Filter the rows below, keeping each one that contains the string "brown" with matching case, and copy those rows unchanged.

EXTRACTED DATA:
_ _ _ _ _

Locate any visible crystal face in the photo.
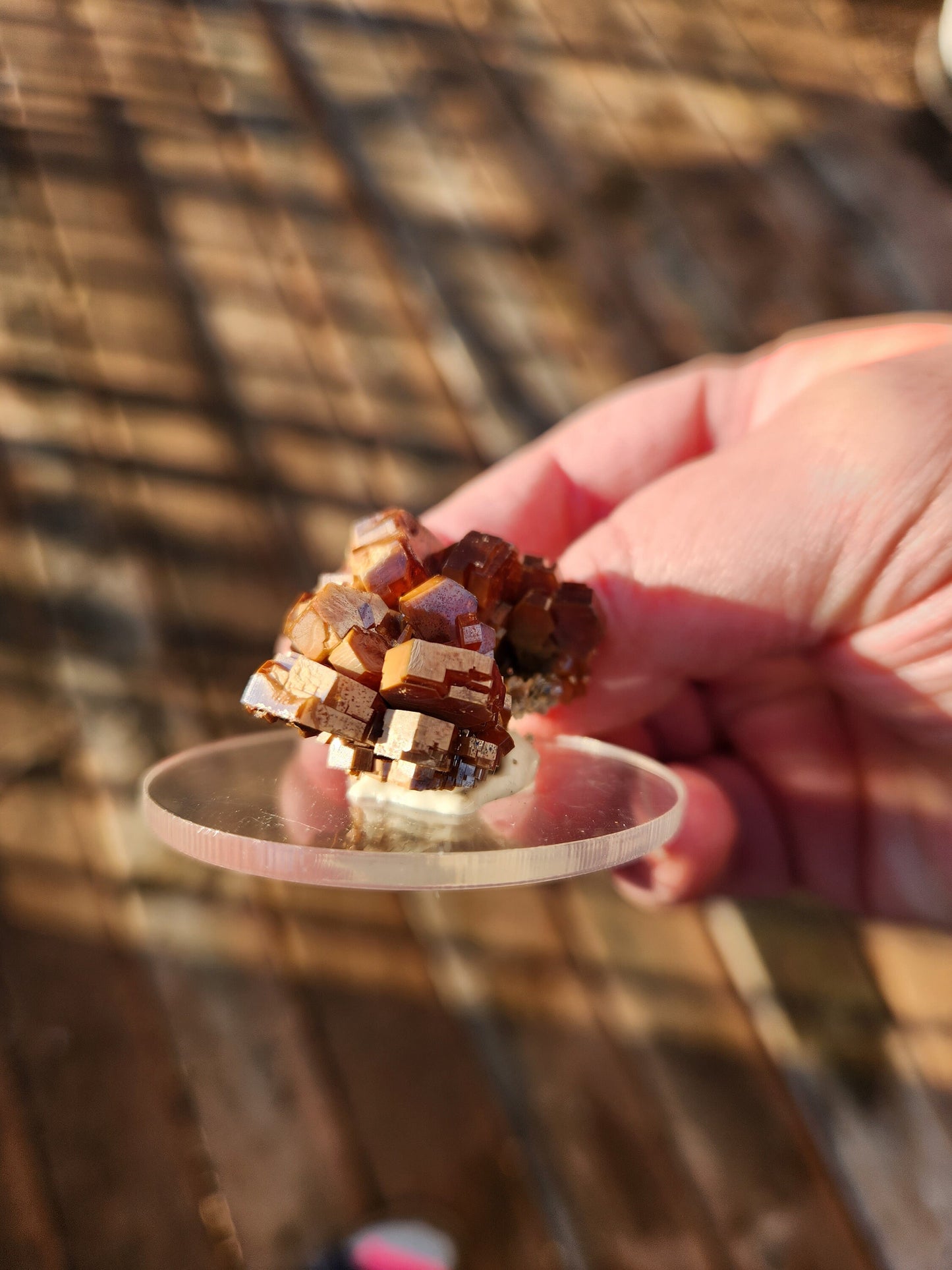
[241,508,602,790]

_ _ _ _ _

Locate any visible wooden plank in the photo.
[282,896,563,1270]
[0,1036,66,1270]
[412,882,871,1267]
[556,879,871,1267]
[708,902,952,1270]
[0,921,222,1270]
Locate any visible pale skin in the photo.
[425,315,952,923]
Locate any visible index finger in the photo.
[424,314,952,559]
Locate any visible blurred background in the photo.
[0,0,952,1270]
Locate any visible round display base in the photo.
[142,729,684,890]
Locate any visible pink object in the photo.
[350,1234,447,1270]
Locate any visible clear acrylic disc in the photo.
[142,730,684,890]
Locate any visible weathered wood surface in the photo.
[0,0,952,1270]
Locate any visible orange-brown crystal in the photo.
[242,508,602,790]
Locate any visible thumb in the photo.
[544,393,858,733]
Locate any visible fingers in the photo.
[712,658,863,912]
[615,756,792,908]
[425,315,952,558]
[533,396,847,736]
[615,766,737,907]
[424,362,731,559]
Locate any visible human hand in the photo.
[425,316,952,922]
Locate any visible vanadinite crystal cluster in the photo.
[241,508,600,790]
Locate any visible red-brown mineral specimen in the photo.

_ _ _ _ _

OUTPUT FOR THIS TASK:
Locate any visible orange-brown crystal in the photo.
Locate any visible red-brown mineral specimen in the photo.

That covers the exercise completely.